** Stated goal 1 **
Extract the passage about Canada that opens the material below, word for word and in full.

** Reading passage **

Could we handle a muscular new version of our quiet northern neighbors? For that matter, could they?

There is a place on earth that most Americans never think about—a vast, strange land where the days can be cold, but the people are friendly and the health care is free. We remember this place exists only occasionally: when we find out our favorite comedian was born there, or when someone we know decides to move there for college. For the most part, though, it hardly enters into our conception of the world. Canada is there, and it isn’t.

But there is a new and unfamiliar wind blowing in the North—one of national ambition and passionate, even aggressive, patriotism. Its proponents seek to transform Canada from the polite and accommodating country it’s been for most of its history into a major, muscular force on the world stage. The Canada they envision will be powerful, rich, and influential. It will never again be ignored, or dismissed sneeringly as “America’s hat.”

** Entries shown **
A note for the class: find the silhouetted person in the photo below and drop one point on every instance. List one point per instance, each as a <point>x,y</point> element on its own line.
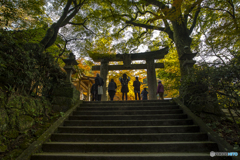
<point>124,81</point>
<point>112,89</point>
<point>93,91</point>
<point>144,94</point>
<point>98,88</point>
<point>136,85</point>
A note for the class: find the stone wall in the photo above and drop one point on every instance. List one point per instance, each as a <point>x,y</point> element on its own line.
<point>18,115</point>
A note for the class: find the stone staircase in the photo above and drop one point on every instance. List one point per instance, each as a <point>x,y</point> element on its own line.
<point>128,130</point>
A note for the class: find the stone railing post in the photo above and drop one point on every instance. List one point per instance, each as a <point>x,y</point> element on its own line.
<point>65,96</point>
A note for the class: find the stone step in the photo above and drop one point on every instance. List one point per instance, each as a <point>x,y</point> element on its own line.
<point>118,108</point>
<point>126,156</point>
<point>128,117</point>
<point>165,122</point>
<point>128,112</point>
<point>140,103</point>
<point>195,146</point>
<point>128,129</point>
<point>150,137</point>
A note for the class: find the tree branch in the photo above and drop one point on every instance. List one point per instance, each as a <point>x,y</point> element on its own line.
<point>217,9</point>
<point>194,20</point>
<point>146,26</point>
<point>191,7</point>
<point>161,5</point>
<point>65,12</point>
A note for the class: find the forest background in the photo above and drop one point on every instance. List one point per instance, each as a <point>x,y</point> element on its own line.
<point>36,35</point>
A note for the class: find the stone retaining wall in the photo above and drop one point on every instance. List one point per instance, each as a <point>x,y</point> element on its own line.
<point>18,116</point>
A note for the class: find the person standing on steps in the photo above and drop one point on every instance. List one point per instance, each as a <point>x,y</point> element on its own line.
<point>144,94</point>
<point>136,85</point>
<point>98,88</point>
<point>112,89</point>
<point>93,91</point>
<point>124,81</point>
<point>160,90</point>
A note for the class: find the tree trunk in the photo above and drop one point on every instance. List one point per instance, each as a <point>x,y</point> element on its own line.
<point>182,40</point>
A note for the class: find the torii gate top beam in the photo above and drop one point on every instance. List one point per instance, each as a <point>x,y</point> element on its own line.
<point>159,54</point>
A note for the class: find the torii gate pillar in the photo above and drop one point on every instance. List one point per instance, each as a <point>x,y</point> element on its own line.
<point>151,78</point>
<point>103,74</point>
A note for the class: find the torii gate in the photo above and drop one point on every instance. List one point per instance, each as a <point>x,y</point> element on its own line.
<point>127,59</point>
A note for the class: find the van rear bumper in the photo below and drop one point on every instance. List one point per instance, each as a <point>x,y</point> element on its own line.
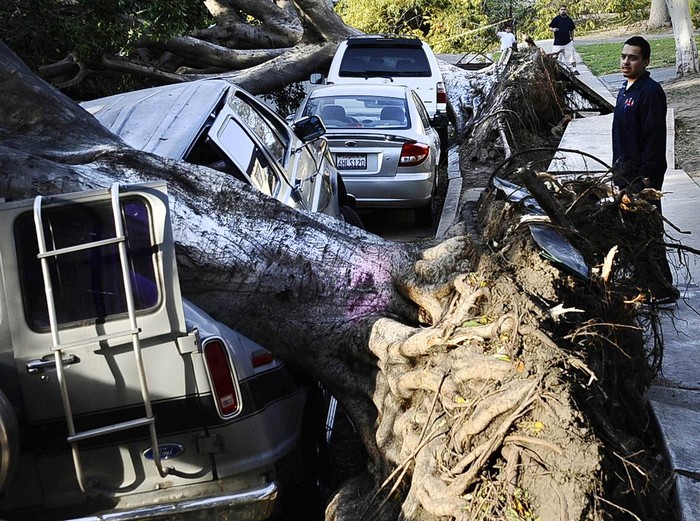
<point>253,505</point>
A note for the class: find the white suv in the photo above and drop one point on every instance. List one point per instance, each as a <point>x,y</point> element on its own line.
<point>396,60</point>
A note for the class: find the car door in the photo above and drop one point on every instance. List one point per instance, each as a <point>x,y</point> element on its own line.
<point>260,147</point>
<point>430,132</point>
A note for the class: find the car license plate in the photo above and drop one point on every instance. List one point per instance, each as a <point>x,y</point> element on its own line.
<point>351,161</point>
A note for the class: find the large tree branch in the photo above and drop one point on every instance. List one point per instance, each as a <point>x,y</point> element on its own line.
<point>200,53</point>
<point>292,66</point>
<point>318,18</point>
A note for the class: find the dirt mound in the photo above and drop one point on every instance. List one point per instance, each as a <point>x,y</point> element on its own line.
<point>520,394</point>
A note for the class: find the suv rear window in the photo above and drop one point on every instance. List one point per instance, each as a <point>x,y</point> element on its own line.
<point>396,61</point>
<point>87,284</point>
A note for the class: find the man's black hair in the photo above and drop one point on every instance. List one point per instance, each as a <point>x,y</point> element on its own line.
<point>638,41</point>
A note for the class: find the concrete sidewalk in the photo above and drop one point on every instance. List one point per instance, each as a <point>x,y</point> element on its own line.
<point>674,398</point>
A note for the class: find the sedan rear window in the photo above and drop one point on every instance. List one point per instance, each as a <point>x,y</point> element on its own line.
<point>360,111</point>
<point>87,284</point>
<point>398,61</point>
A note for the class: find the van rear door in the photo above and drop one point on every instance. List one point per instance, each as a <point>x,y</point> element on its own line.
<point>100,365</point>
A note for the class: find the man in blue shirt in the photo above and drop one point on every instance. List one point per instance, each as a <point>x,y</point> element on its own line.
<point>563,28</point>
<point>639,142</point>
<point>639,123</point>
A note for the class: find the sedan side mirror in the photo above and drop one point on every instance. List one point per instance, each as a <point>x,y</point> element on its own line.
<point>309,128</point>
<point>316,78</point>
<point>438,120</point>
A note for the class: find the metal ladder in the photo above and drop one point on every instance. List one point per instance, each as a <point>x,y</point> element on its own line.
<point>57,347</point>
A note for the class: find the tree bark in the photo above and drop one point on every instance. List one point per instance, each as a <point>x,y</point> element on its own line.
<point>434,351</point>
<point>658,15</point>
<point>686,48</point>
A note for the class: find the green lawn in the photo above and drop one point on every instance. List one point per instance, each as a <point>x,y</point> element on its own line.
<point>604,58</point>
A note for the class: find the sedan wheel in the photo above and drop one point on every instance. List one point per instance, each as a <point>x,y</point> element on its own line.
<point>424,214</point>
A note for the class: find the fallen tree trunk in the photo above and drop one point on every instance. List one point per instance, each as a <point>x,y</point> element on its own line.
<point>469,396</point>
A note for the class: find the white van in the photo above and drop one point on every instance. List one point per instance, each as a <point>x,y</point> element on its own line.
<point>119,399</point>
<point>395,60</point>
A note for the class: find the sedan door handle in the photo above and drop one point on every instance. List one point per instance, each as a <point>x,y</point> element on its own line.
<point>48,362</point>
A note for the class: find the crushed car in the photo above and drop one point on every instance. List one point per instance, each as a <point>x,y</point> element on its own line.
<point>217,124</point>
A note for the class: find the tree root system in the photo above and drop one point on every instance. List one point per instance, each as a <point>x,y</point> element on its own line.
<point>520,395</point>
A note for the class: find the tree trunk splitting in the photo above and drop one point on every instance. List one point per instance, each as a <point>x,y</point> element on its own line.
<point>658,15</point>
<point>686,49</point>
<point>438,352</point>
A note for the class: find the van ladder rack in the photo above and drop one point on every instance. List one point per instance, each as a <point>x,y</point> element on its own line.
<point>57,347</point>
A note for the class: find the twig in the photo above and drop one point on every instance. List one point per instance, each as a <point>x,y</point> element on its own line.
<point>616,506</point>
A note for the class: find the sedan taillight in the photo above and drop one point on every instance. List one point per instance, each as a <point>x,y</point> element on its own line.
<point>413,154</point>
<point>221,375</point>
<point>441,92</point>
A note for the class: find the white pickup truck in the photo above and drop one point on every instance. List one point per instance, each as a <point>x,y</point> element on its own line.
<point>117,395</point>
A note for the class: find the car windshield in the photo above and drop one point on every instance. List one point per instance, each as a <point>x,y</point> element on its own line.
<point>271,132</point>
<point>360,111</point>
<point>396,61</point>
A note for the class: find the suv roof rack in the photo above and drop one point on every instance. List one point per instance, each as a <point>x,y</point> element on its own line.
<point>384,39</point>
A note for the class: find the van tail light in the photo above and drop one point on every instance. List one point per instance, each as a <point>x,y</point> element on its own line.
<point>413,154</point>
<point>261,357</point>
<point>441,92</point>
<point>222,377</point>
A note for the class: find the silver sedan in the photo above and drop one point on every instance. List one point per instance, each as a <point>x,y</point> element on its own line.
<point>383,143</point>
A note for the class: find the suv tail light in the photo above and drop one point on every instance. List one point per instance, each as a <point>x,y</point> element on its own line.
<point>441,92</point>
<point>413,154</point>
<point>222,377</point>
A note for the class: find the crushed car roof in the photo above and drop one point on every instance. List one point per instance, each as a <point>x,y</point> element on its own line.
<point>161,120</point>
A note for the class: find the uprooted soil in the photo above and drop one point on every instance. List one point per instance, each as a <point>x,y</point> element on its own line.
<point>520,395</point>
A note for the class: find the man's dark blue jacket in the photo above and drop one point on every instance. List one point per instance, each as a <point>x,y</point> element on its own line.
<point>639,134</point>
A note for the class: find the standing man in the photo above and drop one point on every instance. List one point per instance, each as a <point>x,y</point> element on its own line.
<point>563,27</point>
<point>639,137</point>
<point>639,122</point>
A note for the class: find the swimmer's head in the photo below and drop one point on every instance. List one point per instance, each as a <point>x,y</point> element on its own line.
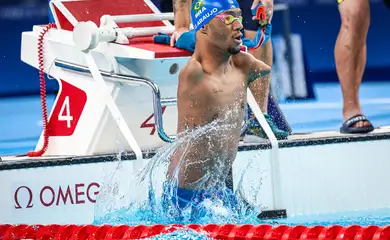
<point>219,21</point>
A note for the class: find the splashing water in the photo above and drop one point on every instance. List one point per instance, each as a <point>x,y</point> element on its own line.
<point>144,202</point>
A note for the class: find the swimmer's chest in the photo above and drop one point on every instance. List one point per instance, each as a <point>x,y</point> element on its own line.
<point>229,89</point>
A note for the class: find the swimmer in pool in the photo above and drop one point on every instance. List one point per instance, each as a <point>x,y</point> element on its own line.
<point>212,87</point>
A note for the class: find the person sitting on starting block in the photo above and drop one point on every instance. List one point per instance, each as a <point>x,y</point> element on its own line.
<point>184,38</point>
<point>212,86</point>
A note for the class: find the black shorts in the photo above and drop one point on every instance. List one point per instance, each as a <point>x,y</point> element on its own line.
<point>245,5</point>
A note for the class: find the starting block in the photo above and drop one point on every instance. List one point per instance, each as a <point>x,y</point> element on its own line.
<point>82,122</point>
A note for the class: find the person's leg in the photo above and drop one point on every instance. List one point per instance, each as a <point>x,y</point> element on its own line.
<point>261,87</point>
<point>350,57</point>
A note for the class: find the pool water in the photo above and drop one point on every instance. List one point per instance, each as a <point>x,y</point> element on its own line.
<point>113,208</point>
<point>321,114</point>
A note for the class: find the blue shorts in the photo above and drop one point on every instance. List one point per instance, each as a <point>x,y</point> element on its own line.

** Stated goal 2 **
Shift the point coordinates in the records above by adding 113 to each number. Begin at the line that has "A note for the class: find the swimmer's head" and stop after the line that has "<point>350,57</point>". Give back only those lines, requests included, and leave out the pictures.

** Worked answer 1 **
Could we handle a muscular new version of our quiet northern neighbors? For that matter, could they?

There is a place on earth that most Americans never think about—a vast, strange land where the days can be cold, but the people are friendly and the health care is free. We remember this place exists only occasionally: when we find out our favorite comedian was born there, or when someone we know decides to move there for college. For the most part, though, it hardly enters into our conception of the world. Canada is there, and it isn’t.

But there is a new and unfamiliar wind blowing in the North—one of national ambition and passionate, even aggressive, patriotism. Its proponents seek to transform Canada from the polite and accommodating country it’s been for most of its history into a major, muscular force on the world stage. The Canada they envision will be powerful, rich, and influential. It will never again be ignored, or dismissed sneeringly as “America’s hat.”

** Worked answer 2 **
A note for the class: find the swimmer's head in the photo below and drop one point on every instance. List one point per instance, each as a <point>x,y</point> element on its own line.
<point>332,134</point>
A note for the class: find the splashing water in the photo above and drop one point on every instance. List one point per instance, each as a <point>x,y</point> element on its own line.
<point>257,315</point>
A note for the class: find the swimmer's chest in the photo above and drop one point on every instance. List one point per instance, each as a <point>x,y</point> element on its own line.
<point>342,202</point>
A note for the class: find the swimmer in pool in the photo above and drop one point on every instance. List one point per instance, each as a <point>x,y</point> element on its own line.
<point>325,200</point>
A note for the class: find the person sitting on starting block in the photo above and drop one point on every instance. List one point per instance, each as a <point>x,y</point> element on its own line.
<point>297,151</point>
<point>325,199</point>
A note for the class: find the black shorts in the photo above and drop one point on every instance. List one point per instance, each as a <point>x,y</point> element on its own line.
<point>358,118</point>
A note for the class: find the starting block in the photo above and drop one point on every instance. List one point per instance, each as a <point>x,y</point> element on its own line.
<point>195,235</point>
A note for the class: find the person's leg in the photo above and drop one point on every instance. List one point per instance, each as a <point>x,y</point> element on its own line.
<point>374,200</point>
<point>463,170</point>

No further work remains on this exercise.